§ Task brief: Please count the lines in the records below that contain the string "face", matching case exactly, and reply with that number alone.

(Saved data entries)
● ● ● ●
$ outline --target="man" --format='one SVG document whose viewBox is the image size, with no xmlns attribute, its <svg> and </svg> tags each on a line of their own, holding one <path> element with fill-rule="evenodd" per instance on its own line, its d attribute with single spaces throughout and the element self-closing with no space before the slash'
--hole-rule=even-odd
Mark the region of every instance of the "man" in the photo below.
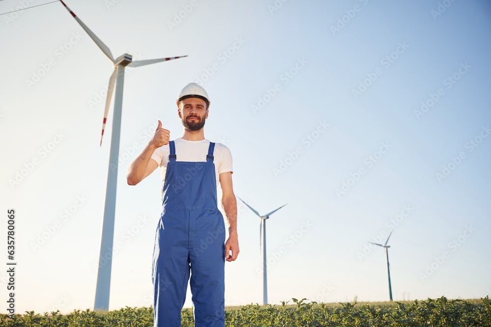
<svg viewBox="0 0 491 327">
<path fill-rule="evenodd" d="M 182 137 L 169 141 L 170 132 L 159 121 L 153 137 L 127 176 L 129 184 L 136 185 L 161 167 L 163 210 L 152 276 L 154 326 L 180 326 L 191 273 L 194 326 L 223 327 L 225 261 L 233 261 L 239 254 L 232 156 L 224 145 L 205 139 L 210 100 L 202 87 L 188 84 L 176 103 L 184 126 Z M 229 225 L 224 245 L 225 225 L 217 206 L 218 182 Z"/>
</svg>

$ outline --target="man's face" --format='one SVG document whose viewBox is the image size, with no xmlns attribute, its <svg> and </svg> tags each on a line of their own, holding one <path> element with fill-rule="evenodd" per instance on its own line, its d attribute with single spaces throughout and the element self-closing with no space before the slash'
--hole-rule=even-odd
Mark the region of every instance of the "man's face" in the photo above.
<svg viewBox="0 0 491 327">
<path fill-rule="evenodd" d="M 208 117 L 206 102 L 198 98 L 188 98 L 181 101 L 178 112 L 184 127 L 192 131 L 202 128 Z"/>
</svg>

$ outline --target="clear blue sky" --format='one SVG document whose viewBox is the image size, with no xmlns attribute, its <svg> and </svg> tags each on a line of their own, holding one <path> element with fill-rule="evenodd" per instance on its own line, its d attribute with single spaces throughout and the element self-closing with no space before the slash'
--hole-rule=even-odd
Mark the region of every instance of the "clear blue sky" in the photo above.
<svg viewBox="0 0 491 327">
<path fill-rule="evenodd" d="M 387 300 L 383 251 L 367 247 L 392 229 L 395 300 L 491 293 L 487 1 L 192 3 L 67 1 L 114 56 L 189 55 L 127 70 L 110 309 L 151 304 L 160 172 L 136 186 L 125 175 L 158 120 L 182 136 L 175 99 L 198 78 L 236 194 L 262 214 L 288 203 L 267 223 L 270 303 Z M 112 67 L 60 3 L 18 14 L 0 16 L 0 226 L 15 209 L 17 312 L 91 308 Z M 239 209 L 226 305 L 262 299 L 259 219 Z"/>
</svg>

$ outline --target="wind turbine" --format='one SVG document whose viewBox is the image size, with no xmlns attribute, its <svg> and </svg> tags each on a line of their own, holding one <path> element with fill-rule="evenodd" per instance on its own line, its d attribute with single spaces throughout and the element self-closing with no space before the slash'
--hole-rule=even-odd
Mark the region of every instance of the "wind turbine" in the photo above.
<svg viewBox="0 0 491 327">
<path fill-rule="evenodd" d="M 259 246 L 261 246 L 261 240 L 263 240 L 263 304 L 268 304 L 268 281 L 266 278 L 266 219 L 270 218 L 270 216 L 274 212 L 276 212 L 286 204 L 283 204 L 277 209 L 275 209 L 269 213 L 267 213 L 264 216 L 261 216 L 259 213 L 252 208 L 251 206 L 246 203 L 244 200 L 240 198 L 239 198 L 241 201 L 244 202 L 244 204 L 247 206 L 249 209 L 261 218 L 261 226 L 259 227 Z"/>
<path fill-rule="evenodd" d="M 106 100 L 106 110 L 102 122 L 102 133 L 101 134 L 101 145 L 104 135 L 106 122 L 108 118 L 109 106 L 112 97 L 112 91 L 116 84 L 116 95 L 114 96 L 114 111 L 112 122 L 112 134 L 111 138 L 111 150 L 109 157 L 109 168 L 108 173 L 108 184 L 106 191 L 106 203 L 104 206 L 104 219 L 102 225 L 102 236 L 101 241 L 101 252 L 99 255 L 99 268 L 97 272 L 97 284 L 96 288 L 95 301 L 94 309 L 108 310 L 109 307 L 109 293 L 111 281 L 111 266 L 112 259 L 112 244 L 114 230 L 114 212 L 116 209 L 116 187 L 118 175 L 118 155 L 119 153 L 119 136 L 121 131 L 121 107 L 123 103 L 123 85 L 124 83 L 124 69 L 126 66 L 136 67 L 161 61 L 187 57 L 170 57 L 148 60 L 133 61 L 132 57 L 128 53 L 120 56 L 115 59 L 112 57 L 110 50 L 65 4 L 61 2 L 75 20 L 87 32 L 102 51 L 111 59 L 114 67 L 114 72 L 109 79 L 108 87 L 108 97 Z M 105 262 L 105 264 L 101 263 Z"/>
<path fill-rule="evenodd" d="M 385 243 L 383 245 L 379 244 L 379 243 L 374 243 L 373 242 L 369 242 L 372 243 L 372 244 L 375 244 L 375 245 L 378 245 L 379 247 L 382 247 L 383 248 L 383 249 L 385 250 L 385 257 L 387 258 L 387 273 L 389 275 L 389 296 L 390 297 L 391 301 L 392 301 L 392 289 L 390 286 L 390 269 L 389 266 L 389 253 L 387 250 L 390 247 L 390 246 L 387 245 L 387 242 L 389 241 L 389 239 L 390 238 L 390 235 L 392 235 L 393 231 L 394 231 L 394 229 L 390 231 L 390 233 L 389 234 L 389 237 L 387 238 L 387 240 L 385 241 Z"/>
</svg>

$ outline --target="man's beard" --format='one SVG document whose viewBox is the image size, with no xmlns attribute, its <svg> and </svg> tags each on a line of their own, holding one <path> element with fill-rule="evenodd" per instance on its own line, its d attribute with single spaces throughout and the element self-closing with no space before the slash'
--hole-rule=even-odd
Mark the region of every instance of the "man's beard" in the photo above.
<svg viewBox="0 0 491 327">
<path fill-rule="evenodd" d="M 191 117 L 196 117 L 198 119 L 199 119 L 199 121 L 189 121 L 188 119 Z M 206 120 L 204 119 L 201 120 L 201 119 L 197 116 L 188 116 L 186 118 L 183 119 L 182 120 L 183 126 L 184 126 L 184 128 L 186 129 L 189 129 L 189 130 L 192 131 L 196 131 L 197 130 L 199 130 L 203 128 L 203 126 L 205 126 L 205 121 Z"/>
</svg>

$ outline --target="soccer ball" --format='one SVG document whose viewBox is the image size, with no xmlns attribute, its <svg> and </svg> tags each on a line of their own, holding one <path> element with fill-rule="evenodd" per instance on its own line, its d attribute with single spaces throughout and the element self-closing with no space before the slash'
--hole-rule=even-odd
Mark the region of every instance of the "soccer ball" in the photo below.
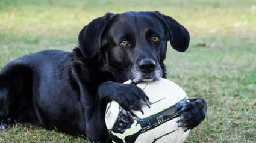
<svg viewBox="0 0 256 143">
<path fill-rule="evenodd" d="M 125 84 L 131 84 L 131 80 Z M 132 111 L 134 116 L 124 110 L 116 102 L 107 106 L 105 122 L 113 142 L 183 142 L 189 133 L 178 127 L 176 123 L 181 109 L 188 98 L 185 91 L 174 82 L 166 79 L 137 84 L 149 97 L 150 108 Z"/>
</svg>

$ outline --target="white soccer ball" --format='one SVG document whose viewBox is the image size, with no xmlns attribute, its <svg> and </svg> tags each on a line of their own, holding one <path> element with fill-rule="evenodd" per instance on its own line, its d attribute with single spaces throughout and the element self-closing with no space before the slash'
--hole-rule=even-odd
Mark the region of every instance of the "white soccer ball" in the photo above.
● ● ● ●
§ Task solution: 2